Directions for this task | Can you write out the data again, requests included, from the line with "Where can the dry" up to and including the line with "<point>274,461</point>", raising every coordinate in the answer points by 68 and leaving the sample points inside the requests unchanged?

Records supplied |
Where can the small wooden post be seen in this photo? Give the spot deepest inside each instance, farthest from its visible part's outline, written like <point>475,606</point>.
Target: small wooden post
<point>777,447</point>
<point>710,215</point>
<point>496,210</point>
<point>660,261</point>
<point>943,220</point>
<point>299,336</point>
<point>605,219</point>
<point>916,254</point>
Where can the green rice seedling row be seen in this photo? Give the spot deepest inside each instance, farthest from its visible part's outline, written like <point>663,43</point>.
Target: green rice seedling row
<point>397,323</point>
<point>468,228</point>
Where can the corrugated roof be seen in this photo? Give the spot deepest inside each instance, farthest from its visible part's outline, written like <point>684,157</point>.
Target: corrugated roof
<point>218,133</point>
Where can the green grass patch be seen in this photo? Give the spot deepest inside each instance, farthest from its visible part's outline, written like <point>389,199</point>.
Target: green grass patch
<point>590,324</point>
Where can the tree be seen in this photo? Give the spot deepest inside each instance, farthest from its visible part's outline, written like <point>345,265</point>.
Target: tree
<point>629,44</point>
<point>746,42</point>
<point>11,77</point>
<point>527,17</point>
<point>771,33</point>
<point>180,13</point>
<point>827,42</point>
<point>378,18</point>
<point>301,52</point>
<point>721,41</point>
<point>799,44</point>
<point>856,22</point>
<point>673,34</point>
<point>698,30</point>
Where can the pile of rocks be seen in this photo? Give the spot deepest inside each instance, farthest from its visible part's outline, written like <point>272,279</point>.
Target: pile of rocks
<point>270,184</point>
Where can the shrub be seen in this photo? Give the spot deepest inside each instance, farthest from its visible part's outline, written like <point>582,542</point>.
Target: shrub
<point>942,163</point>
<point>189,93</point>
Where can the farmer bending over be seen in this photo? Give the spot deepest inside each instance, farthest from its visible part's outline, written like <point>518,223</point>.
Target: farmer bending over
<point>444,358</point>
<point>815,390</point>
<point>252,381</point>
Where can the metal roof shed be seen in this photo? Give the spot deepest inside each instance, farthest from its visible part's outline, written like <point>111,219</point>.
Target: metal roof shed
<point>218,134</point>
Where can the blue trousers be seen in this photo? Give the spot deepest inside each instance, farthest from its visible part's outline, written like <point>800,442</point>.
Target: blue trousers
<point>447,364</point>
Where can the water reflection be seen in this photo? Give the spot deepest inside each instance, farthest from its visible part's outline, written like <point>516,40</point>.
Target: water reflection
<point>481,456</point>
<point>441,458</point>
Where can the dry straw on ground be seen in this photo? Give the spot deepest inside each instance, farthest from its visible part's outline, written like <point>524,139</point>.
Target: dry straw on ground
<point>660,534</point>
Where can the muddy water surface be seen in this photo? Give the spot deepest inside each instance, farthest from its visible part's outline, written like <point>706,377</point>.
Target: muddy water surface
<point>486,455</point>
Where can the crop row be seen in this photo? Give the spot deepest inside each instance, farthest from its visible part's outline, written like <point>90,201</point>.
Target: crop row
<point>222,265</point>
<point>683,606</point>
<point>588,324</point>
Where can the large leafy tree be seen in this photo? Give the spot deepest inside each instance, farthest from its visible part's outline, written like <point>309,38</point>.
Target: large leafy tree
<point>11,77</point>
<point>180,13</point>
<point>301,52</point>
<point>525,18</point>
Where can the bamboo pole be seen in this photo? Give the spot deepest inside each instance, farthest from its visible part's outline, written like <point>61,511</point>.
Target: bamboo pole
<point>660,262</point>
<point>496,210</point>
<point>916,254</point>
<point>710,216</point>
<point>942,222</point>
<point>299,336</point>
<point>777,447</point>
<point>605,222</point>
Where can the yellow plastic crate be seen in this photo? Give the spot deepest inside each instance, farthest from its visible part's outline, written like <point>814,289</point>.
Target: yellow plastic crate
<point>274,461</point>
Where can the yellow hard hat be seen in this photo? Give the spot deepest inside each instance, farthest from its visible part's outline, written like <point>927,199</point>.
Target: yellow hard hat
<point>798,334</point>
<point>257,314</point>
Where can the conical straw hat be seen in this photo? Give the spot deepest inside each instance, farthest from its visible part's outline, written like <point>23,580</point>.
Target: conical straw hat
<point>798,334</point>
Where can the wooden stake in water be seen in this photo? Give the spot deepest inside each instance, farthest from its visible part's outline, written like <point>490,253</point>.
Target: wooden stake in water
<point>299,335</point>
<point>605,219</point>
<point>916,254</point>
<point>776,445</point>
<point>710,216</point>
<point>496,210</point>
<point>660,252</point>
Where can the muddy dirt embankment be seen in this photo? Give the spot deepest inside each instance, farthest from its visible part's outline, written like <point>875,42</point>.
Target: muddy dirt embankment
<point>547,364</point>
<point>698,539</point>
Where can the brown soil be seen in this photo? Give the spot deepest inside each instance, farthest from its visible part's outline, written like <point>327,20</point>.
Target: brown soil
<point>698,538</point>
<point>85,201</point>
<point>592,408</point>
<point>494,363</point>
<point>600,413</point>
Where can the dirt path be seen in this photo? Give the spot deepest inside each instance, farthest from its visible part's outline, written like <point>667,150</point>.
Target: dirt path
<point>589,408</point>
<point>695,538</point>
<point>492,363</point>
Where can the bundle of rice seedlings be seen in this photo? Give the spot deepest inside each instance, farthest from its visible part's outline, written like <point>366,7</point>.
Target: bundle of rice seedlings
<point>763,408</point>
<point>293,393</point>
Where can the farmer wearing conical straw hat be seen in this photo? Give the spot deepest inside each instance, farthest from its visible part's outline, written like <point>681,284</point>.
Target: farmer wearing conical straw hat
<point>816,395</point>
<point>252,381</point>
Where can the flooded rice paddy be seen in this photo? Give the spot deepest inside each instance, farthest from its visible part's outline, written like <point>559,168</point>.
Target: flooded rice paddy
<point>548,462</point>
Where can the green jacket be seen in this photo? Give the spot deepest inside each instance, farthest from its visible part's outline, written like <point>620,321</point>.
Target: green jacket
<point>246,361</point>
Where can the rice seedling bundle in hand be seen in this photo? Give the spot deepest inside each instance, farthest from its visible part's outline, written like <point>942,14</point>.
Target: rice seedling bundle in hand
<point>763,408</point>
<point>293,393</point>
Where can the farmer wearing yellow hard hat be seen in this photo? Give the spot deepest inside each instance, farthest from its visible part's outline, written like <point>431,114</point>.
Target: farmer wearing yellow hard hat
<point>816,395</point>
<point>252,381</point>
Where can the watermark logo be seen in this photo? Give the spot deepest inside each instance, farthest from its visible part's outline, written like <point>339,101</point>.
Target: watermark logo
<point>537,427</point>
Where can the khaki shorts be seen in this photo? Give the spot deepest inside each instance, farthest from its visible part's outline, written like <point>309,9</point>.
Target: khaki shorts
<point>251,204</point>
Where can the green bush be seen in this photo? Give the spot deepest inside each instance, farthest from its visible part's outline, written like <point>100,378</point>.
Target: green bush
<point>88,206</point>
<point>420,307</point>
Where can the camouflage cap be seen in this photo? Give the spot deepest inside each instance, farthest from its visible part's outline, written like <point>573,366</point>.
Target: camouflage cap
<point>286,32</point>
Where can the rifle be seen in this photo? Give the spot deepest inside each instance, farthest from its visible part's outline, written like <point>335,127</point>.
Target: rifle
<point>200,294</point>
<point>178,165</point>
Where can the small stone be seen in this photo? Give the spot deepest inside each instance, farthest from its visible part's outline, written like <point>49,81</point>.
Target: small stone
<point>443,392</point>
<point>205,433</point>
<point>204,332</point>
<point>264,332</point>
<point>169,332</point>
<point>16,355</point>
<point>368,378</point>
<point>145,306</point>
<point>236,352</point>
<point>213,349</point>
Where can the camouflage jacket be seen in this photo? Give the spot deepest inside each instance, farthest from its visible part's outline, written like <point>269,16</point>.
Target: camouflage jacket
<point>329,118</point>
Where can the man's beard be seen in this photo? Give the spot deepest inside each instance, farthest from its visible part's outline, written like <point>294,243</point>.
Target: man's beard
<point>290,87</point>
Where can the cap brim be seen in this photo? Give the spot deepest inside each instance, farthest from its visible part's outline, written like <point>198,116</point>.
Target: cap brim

Final answer |
Where can the dry straw on ground be seen in this photo? Give the spot deepest inside each instance, farthest from its visible part's outline, written like <point>524,139</point>.
Target: dry straw on ground
<point>728,602</point>
Where can the muddy water surface be seen in this photo? Give the spot deepest inside each instance, farthest from its visible part's outline, written like <point>706,377</point>.
Target: muddy water surface
<point>554,523</point>
Where can the crop row be seen in this photo? Give the spot deepest inside each instance, farthest from its visible part's outline, written like <point>90,201</point>.
Target: crop row
<point>290,333</point>
<point>751,674</point>
<point>656,392</point>
Where can the large leafy tree be seen in this photo? Give the spot deepest inside each instance, farthest from its visible part's outline, written like <point>309,38</point>.
Target: large leafy tree
<point>79,145</point>
<point>248,81</point>
<point>369,120</point>
<point>593,86</point>
Where can the bamboo pole be seen in this photo? Give the spot deepest inside each instance, farthest from its visible part's outline, written like <point>61,511</point>.
Target: bamboo pole
<point>728,330</point>
<point>564,278</point>
<point>984,322</point>
<point>778,284</point>
<point>1010,290</point>
<point>367,404</point>
<point>845,515</point>
<point>673,290</point>
Where can the yellow plastic crate be seen in this photo? Give the spot deepest inside each instance, farthest from its visible part's outline, written like <point>814,289</point>.
Target: yellow plastic crate
<point>342,529</point>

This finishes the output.